(Stored data entries)
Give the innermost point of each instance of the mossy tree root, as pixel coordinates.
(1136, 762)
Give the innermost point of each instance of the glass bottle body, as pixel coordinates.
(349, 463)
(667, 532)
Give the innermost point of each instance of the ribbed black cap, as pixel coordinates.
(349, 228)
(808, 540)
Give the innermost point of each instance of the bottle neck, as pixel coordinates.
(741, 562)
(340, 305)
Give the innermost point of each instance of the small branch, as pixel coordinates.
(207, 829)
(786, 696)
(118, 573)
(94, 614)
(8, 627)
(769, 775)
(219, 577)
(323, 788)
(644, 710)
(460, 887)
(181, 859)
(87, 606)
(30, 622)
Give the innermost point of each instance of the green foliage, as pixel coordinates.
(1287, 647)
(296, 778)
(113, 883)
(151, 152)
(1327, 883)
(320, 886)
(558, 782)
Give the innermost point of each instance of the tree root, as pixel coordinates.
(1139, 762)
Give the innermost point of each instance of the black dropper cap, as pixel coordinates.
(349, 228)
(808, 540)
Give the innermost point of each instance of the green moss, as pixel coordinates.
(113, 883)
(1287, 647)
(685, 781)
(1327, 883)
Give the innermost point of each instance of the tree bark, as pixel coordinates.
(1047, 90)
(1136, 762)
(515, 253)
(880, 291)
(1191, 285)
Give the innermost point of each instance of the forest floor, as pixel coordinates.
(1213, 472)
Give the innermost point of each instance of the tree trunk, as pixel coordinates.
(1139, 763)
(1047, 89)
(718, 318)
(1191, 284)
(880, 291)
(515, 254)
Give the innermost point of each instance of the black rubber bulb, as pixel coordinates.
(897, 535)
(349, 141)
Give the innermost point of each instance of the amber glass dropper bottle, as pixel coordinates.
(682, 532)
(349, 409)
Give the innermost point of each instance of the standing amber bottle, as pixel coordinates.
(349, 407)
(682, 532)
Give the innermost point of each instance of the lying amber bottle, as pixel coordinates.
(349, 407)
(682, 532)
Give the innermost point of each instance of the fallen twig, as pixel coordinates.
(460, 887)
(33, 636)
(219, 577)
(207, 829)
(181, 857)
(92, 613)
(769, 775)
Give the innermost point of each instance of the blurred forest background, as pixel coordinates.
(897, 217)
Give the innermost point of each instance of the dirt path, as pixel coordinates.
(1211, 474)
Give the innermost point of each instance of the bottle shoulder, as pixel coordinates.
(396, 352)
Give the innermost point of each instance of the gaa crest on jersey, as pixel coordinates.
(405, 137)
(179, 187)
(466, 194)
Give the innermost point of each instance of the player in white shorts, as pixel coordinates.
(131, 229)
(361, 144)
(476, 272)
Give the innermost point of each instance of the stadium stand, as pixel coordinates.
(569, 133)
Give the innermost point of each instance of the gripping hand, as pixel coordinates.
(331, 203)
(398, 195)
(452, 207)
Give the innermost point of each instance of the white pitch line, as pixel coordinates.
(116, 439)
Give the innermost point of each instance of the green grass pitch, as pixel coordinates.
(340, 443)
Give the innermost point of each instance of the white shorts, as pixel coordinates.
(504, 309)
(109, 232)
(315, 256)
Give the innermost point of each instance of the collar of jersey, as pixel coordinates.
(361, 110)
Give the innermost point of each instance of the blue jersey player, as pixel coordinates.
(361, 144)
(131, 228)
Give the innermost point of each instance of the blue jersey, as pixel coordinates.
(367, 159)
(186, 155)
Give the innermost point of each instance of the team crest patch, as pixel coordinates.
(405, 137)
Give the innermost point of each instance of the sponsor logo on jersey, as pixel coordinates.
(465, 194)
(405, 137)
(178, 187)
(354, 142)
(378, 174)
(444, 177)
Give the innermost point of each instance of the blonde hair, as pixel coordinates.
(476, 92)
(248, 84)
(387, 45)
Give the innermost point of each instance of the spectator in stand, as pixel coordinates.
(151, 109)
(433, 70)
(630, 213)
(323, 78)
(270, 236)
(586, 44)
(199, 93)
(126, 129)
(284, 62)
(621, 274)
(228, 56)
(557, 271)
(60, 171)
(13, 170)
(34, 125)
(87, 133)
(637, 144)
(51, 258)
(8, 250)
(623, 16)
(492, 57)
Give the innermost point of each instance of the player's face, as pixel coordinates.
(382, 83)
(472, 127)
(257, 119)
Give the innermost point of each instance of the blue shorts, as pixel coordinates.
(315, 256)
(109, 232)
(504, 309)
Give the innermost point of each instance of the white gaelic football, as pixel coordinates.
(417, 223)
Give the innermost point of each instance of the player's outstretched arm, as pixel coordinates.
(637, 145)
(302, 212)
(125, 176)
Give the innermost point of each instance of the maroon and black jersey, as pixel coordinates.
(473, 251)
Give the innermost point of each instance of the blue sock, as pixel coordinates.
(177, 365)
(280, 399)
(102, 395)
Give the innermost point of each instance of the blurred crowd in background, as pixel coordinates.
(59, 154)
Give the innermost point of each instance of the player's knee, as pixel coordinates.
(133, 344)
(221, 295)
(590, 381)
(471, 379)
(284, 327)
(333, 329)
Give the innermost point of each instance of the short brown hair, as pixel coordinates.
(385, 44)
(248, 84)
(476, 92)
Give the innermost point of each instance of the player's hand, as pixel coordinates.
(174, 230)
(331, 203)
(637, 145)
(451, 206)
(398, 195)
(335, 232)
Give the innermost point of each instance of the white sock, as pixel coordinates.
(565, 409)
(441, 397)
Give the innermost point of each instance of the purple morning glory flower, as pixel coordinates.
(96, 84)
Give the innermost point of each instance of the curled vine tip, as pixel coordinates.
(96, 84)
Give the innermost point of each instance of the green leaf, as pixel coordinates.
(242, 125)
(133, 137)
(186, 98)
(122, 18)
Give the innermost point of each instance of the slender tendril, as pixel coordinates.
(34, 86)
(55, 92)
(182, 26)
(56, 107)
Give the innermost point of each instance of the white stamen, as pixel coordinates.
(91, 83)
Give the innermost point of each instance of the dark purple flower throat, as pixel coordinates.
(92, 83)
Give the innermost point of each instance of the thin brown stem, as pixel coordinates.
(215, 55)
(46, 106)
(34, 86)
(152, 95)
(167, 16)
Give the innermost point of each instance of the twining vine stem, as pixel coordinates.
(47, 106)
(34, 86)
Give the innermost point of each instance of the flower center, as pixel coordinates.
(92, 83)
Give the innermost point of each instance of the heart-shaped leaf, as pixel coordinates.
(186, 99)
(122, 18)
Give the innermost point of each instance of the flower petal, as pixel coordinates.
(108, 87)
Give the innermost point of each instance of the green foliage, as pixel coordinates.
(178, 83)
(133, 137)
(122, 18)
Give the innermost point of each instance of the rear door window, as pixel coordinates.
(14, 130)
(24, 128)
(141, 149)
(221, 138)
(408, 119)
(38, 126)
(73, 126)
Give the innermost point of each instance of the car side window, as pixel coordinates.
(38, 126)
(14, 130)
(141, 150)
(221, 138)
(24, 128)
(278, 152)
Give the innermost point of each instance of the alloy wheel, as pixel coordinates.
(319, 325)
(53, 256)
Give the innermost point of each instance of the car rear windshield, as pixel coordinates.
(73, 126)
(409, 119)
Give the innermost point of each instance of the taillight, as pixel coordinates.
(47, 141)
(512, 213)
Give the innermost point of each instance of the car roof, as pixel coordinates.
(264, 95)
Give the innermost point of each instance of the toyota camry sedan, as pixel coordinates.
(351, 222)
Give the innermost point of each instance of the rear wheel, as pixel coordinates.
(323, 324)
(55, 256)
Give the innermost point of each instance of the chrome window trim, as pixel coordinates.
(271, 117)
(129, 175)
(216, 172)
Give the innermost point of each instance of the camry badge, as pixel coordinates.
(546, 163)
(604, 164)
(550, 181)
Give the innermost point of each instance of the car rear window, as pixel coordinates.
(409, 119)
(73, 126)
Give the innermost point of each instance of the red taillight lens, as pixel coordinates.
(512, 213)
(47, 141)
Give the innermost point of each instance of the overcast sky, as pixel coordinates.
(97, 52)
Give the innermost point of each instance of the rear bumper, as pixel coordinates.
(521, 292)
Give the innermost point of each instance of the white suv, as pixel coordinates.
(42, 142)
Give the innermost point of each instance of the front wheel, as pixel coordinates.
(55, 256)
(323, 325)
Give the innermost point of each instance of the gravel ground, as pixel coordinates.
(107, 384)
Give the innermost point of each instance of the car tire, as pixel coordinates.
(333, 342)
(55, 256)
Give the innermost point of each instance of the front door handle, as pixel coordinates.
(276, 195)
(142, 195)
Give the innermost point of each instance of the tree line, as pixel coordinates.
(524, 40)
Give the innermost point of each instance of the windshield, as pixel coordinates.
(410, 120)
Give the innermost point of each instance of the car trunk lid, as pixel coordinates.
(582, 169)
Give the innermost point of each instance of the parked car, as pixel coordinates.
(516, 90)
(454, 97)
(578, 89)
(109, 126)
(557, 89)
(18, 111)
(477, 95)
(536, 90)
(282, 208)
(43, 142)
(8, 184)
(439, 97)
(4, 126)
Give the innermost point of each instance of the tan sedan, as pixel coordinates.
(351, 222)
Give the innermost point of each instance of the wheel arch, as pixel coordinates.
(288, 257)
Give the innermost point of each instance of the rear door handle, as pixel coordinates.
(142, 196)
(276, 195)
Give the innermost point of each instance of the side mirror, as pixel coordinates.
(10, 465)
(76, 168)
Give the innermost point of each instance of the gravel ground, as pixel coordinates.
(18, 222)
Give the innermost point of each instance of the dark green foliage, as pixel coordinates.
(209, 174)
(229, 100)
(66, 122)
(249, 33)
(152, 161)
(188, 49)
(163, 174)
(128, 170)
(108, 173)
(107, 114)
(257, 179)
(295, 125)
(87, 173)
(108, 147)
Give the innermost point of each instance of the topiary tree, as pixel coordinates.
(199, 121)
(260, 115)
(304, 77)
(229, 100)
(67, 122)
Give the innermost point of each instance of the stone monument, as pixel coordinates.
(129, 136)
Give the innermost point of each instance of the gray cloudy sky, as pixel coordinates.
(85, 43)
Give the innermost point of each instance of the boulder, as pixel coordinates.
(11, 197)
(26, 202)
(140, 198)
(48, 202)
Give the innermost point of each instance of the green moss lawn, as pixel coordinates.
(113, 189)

- **Requirements**
Copy out, word for word, the part of the listing that opens with the line containing "Give the innermost point of each instance of the small" and closes with the line containing "(1211, 474)", both of those lines included.

- **Response to this task**
Give the innermost point of each instance of the small branch, as pixel coordinates.
(207, 829)
(786, 696)
(118, 573)
(94, 614)
(8, 627)
(769, 775)
(219, 577)
(323, 788)
(644, 710)
(460, 887)
(181, 859)
(87, 606)
(30, 622)
Give the innermost point of each instance of the green foliage, as pixel coordinates.
(1287, 647)
(296, 778)
(113, 883)
(151, 152)
(1327, 883)
(320, 886)
(558, 782)
Give the innermost point of each instance of the tree root, as pixel coordinates.
(1139, 762)
Give the innermost point of each instance of the black dropper cap, as pixel coordinates.
(349, 228)
(808, 540)
Give the innermost point of each instance of the green moss, as pixel coordinates.
(113, 883)
(1287, 647)
(685, 781)
(1327, 883)
Give the innermost point of each instance of the tree bark, as pixel coordinates.
(1047, 90)
(1136, 762)
(515, 253)
(880, 291)
(1191, 285)
Give the innermost point of each instance of the forest floor, as pixel coordinates.
(1213, 472)
Give the innermost point of each instance of the tree trunk, as pixel coordinates.
(1139, 763)
(1047, 89)
(718, 318)
(1191, 284)
(880, 291)
(515, 254)
Give the innermost point of each instance of the black rubber bulb, as pixel coordinates.
(897, 535)
(349, 141)
Give the innermost point of each instance of the amber glass dropper bottle, as pixel coordinates.
(682, 532)
(349, 409)
Give the innermost point of each instance of the standing amber bottle, as pixel coordinates.
(349, 407)
(682, 532)
Give the innermost point of each instance of the lying amber bottle, as pixel coordinates.
(349, 407)
(682, 532)
Give the innermost point of each instance of the fallen twig, as pixel coordinates.
(460, 887)
(33, 636)
(219, 577)
(207, 829)
(181, 857)
(92, 613)
(769, 775)
Give the innermost point of each instance of the blurred forest background, as pixel coordinates.
(897, 217)
Give the innermost point of each instance of the dirt path, as pixel coordinates.
(1211, 474)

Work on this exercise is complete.